Saved entries:
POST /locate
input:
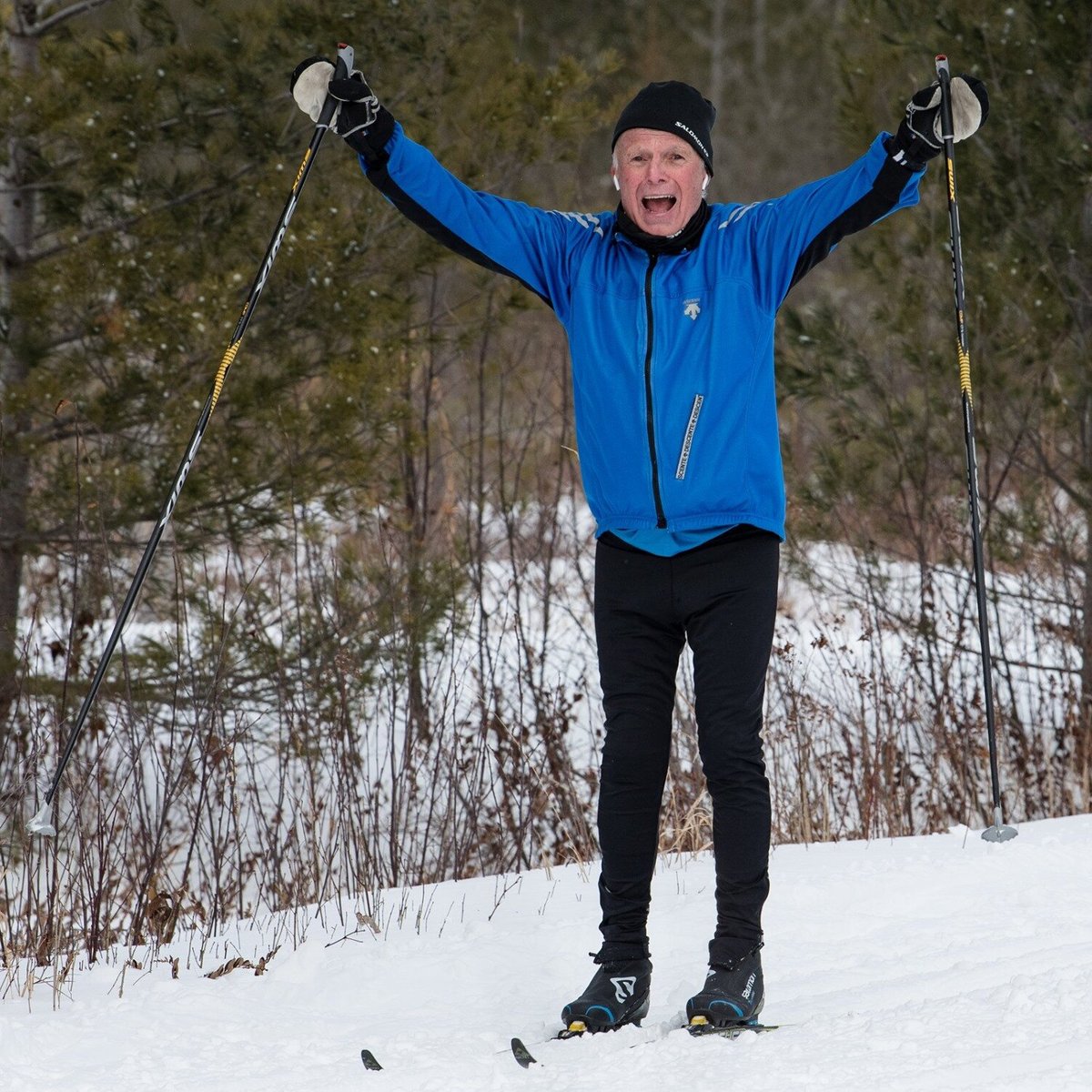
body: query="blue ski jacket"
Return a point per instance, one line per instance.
(672, 354)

Exercise goal ->
Would you please repeat the entries above verbatim, excluding each picture?

Response to the task ->
POST /locate
input:
body: query="blue ski jacket"
Return a point per instance, one line per instance.
(672, 354)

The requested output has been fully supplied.